EXERCISE A = From the records below, give as a numbered list the lines starting with the line that contains "One point belongs on each instance of the flower" and going on through the line that contains "(1162, 107)", leaving out any blank lines. Leave the pictures out of your answer.

TEXT BLOCK =
[start]

Some irate Donald Trump supporters have had enough. Enough, that is, of my columns harping on the damage their man has done and is doing to American democracy by attacking the press and Special Counsel Robert Mueller, who is investigating possible obstruction of justice by him that could lead to impeachment.

One reader writes: “Isn’t this the same column story you write every month?” (Editor’s note: It’s not every month. It’s more like every other day. But who’s counting?)

He goes on: “What did you write before Trump was president? Your column is so boring. Trump did this or that. It will be passed by the common educated person every time. Start writing about something else or retire. No one wants to hear it anymore.”

Another suggests: “(If) you want a president that threatened democracy, take a look at old LBJ. His ‘Great Society’ destroyed the black family and created an underclass that has discovered it can vote itself largesse (from) the public treasury. Dig him up and put him on trail (sic). He’s done more damage to this country than Adolph (sic) Hitler.”

[end]

RECORD EXCERPTS =

[start]

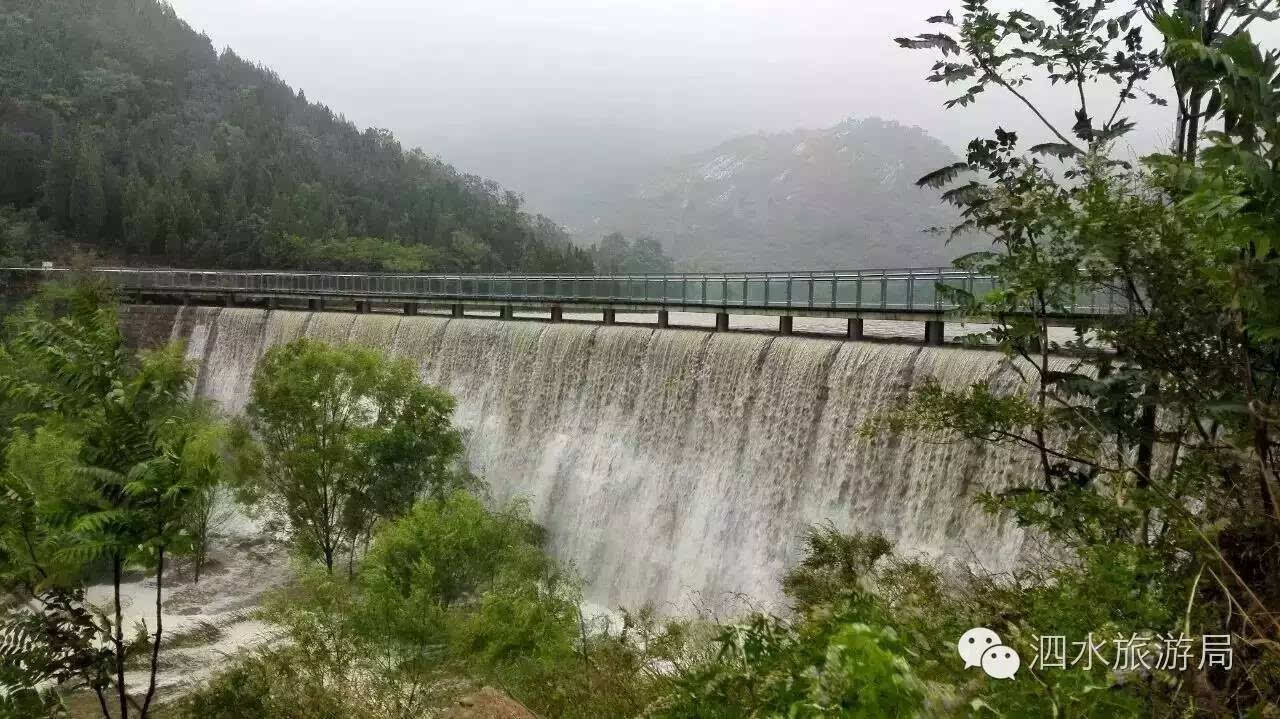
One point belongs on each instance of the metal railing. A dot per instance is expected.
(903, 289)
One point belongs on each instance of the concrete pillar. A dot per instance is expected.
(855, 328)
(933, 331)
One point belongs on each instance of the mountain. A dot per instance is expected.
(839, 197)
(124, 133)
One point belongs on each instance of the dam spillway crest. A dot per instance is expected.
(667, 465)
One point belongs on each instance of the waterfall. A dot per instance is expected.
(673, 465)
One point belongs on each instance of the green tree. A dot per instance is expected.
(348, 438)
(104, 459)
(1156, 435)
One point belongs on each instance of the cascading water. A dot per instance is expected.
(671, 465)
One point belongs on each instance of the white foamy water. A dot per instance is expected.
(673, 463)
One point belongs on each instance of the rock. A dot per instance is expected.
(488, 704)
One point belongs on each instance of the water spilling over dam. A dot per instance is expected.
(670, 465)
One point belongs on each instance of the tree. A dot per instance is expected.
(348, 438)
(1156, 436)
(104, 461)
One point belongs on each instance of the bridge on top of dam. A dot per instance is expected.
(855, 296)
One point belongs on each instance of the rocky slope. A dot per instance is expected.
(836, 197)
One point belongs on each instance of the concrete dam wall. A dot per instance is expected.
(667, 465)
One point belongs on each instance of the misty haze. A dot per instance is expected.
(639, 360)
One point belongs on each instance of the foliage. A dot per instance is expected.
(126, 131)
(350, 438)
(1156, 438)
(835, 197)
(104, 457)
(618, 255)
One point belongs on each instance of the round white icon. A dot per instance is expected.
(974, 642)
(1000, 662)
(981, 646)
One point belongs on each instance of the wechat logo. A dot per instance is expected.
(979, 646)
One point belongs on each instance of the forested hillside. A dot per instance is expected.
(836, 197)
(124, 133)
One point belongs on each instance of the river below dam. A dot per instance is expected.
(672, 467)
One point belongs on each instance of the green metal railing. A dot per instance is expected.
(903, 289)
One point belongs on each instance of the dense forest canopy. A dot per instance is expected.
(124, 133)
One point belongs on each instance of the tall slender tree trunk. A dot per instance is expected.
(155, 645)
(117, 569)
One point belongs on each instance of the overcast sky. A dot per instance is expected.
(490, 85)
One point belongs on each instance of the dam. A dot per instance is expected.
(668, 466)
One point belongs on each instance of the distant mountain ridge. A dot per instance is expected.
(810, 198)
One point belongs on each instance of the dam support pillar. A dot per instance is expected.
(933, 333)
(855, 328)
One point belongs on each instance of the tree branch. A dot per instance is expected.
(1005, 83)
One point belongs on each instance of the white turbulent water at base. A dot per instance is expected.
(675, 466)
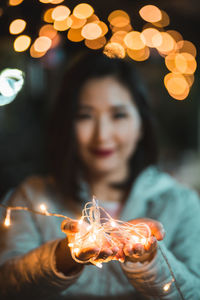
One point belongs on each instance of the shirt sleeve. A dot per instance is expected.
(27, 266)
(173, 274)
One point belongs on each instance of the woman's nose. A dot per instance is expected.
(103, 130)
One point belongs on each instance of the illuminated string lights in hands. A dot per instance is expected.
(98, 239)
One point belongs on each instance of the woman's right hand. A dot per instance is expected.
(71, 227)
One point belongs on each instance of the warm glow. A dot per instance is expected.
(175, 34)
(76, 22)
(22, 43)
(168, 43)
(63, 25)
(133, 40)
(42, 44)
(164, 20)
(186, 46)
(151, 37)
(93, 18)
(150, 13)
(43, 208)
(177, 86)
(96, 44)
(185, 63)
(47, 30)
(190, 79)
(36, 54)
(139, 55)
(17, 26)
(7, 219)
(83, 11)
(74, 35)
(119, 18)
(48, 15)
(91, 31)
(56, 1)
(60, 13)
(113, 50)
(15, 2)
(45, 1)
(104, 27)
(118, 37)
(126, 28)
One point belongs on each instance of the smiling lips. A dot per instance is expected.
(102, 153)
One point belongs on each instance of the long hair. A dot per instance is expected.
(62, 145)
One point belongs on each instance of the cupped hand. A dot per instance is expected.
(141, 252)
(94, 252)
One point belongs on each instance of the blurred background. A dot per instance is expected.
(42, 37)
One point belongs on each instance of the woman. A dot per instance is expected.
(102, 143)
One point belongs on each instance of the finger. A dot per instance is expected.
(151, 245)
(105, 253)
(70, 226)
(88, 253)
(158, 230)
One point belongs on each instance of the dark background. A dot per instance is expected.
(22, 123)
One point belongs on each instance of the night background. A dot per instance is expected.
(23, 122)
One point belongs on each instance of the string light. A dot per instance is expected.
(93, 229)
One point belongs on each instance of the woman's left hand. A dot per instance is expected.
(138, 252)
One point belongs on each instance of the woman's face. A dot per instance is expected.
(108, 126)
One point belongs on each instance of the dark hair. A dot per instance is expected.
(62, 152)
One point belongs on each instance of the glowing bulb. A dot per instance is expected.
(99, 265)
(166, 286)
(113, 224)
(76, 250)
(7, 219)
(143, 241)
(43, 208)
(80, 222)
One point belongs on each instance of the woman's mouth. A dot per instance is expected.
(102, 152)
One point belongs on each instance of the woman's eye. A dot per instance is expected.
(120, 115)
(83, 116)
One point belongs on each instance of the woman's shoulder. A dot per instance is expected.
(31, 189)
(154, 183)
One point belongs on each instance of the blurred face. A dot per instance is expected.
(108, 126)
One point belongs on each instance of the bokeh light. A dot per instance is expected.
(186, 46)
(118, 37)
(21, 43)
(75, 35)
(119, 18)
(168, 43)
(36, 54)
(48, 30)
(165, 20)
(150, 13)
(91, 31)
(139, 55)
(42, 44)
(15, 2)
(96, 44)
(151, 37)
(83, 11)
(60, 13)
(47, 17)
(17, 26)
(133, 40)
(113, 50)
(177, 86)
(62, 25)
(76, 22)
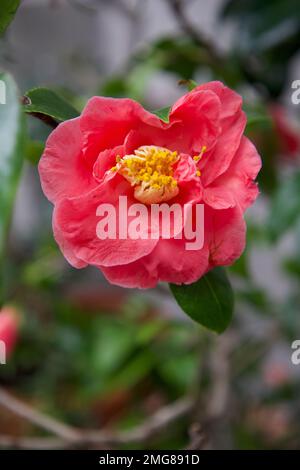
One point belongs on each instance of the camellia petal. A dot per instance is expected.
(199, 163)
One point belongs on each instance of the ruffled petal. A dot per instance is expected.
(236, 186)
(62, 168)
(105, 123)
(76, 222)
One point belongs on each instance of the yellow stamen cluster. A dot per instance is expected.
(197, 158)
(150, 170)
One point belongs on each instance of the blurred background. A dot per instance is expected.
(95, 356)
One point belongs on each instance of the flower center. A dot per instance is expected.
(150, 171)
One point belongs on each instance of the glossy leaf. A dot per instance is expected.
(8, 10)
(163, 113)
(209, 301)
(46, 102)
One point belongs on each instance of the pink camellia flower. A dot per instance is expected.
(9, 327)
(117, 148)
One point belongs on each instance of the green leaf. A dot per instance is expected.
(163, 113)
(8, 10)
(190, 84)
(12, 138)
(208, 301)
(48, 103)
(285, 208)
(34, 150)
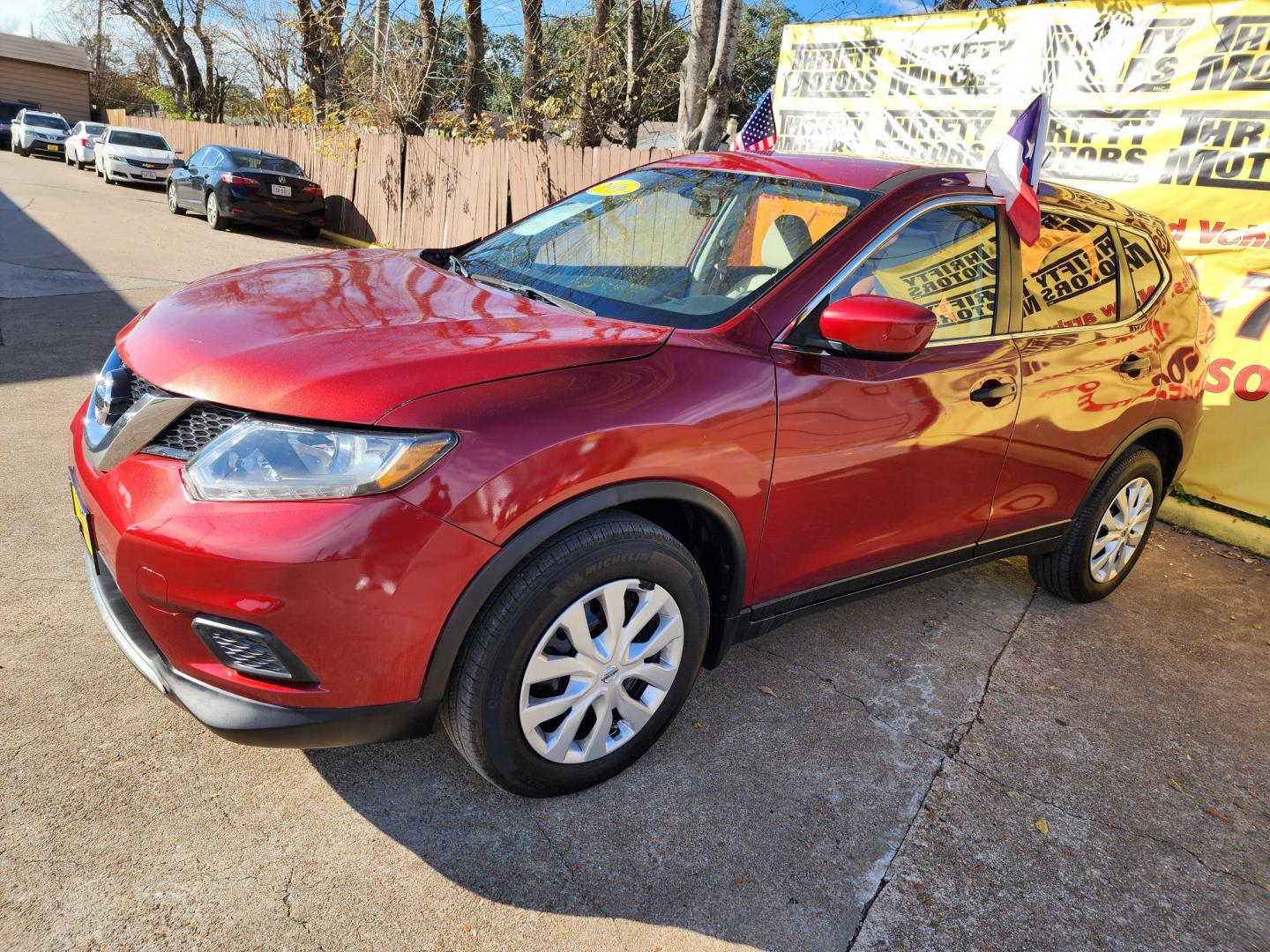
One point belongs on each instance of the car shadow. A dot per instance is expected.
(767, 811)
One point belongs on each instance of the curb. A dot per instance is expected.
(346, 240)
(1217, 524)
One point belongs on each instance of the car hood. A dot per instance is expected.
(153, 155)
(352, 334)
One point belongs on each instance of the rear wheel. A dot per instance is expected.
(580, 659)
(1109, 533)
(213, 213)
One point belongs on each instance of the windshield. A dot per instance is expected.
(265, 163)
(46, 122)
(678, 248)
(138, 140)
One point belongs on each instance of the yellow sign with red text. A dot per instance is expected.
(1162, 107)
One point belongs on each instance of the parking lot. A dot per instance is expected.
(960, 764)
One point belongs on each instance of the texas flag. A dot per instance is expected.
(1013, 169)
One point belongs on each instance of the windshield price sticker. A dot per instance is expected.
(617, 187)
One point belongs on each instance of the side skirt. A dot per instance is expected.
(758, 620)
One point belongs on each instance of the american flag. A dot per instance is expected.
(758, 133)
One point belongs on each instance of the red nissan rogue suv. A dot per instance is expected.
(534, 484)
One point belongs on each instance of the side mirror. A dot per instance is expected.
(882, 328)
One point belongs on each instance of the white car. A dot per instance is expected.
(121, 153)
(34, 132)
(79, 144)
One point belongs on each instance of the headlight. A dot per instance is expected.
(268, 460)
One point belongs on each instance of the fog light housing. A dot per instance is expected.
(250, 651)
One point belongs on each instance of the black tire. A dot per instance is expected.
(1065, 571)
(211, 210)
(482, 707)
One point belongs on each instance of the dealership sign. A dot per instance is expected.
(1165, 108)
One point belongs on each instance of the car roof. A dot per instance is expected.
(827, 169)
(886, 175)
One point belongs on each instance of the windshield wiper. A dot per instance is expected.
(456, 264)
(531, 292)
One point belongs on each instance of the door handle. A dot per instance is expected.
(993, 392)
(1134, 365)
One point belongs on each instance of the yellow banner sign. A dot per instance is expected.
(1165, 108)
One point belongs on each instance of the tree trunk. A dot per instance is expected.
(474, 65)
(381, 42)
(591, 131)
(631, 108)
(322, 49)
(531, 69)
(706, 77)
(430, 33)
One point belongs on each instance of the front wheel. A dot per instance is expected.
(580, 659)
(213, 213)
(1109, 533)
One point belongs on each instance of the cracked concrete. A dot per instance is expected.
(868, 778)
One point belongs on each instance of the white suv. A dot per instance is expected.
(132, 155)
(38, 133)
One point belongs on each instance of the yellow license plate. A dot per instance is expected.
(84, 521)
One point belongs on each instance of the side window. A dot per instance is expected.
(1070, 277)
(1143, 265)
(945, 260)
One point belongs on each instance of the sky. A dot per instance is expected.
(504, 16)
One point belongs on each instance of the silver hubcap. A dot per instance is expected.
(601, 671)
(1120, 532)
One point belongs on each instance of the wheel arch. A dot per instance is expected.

[end]

EXERCISE B = Take the column about angry Trump supporters' letters further, starting right after its last sentence.

EXERCISE OUTPUT A =
1. One point belongs on each instance of the flower center. A dot per instance is expected.
2. (150, 171)
3. One point belongs on each instance of the glossy leaf. A dot per instance is expected.
4. (8, 10)
5. (163, 113)
6. (209, 301)
7. (46, 102)
8. One point belongs on each instance of the pink camellia flower. A dot per instance is expected.
9. (9, 327)
10. (117, 148)
11. One point belongs on each instance of the green leaf. A dot per instance is expected.
12. (163, 113)
13. (8, 10)
14. (190, 84)
15. (12, 138)
16. (208, 301)
17. (48, 103)
18. (285, 208)
19. (34, 150)
20. One point belongs on each instance of the car shadow. A dot per instance is expected.
21. (767, 811)
22. One point belongs on each instance of the curb. A dot per instance is expected.
23. (346, 240)
24. (1217, 524)
25. One point belongs on each instance of the car hood. A dot per instance is expected.
26. (153, 155)
27. (352, 334)
28. One point belongs on each instance of the rear wheel. A dot per instance is expected.
29. (580, 659)
30. (1109, 533)
31. (213, 213)
32. One point belongs on each instance of the windshield. A dot per instance is expected.
33. (265, 163)
34. (46, 122)
35. (678, 248)
36. (138, 140)
37. One point belongs on each instance of the yellow sign with red text. A dot per instance is expected.
38. (1162, 107)

EXERCISE OUTPUT B =
And so it goes. Almost every day, my email in-box brings more of the same, along with an occasional note urging that I keep on keeping on, noting a new Trump lie, misstatement or representation as it comes along. It’s called reporting of what’s been said.

As anyone can see, Trump has found this practice so annoying that he brands the lot of us journalists “the enemy of the people.” He has indulged this passion so frequently at his rallies that his faithful followers have picked up the act, jeering and slurring at the press, and occasionally threatening violence as well.

Conflict was inevitable between a president so contemptuous of the truth and a profession tasked with reporting it. Trump’s first press secretary, Sean Spicer, so discredited himself as a toadyish conveyor belt of his boss’ lies that he became a laughingstock. (He got a book out of it, but it served only to increase the guffaws.)

Spicer’s first successor, the unintentionally comic Anthony “The Mooch” Scaramucci, lasted only a few days before Sarah Huckabee Sanders took over and developed demeaning of the White House press corps into an art form.

A few notable reporters, including CNN’s Jim Acosta, have confronted Sanders publicly about the “enemy of the people” slur, to no avail, but he has persisted in doing his job in the face of further jeering at Trump rallies.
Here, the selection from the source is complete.